**Exercise brief**
Count the lines below that contain the string "bbox", treating uppercase and lowercase letters as different, and reply with the number alone.

**Material for the task**
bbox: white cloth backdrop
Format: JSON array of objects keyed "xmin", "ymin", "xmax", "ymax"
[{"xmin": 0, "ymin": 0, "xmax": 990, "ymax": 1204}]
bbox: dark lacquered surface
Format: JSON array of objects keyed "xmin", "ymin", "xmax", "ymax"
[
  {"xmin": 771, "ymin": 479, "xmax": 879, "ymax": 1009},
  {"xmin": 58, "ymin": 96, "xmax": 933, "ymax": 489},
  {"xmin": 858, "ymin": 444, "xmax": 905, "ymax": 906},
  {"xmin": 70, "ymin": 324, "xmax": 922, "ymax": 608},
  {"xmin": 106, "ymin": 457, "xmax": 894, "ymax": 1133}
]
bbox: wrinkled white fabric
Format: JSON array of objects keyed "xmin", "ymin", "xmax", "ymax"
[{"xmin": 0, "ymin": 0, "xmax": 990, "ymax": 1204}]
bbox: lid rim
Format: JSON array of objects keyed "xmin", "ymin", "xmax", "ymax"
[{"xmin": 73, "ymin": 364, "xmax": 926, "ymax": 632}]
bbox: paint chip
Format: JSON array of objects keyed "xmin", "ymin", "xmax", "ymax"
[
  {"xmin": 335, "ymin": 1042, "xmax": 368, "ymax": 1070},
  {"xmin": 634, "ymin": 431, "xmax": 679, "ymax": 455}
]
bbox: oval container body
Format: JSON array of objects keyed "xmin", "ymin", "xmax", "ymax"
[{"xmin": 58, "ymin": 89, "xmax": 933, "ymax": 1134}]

* * *

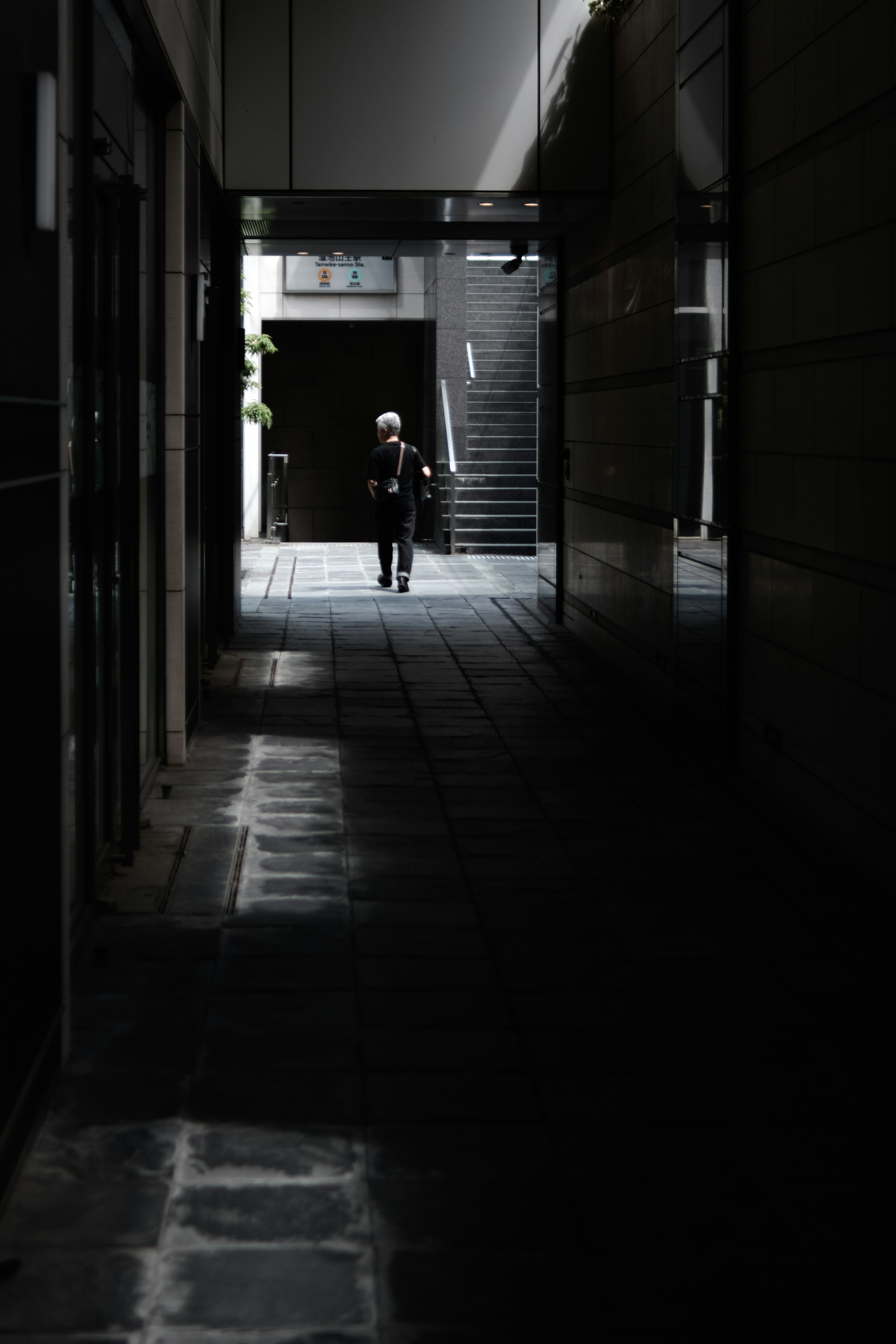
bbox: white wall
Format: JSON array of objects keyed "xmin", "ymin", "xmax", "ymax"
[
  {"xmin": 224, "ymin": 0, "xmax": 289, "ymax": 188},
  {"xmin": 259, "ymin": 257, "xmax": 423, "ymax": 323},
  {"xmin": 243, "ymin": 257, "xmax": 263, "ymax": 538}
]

...

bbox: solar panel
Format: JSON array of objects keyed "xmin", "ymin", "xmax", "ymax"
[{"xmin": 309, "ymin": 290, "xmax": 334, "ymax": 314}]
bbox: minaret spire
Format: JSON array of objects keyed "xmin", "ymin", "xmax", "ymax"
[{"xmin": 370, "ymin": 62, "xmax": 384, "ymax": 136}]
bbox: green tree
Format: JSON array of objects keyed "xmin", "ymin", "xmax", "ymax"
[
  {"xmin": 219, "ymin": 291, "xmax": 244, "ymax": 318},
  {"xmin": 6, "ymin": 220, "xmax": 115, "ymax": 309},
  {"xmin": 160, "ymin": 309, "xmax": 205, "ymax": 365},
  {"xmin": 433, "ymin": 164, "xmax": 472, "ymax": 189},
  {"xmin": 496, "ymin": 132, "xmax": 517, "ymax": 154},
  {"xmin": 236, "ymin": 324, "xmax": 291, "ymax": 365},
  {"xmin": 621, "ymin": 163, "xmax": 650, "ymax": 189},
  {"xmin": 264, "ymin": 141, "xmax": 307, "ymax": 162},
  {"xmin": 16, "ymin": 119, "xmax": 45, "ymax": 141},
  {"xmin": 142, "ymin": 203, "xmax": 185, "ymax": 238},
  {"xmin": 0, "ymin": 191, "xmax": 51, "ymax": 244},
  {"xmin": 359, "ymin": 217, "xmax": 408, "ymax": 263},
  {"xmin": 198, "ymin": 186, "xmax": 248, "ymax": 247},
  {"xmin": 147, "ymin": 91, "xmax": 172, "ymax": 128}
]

**Solution to this task**
10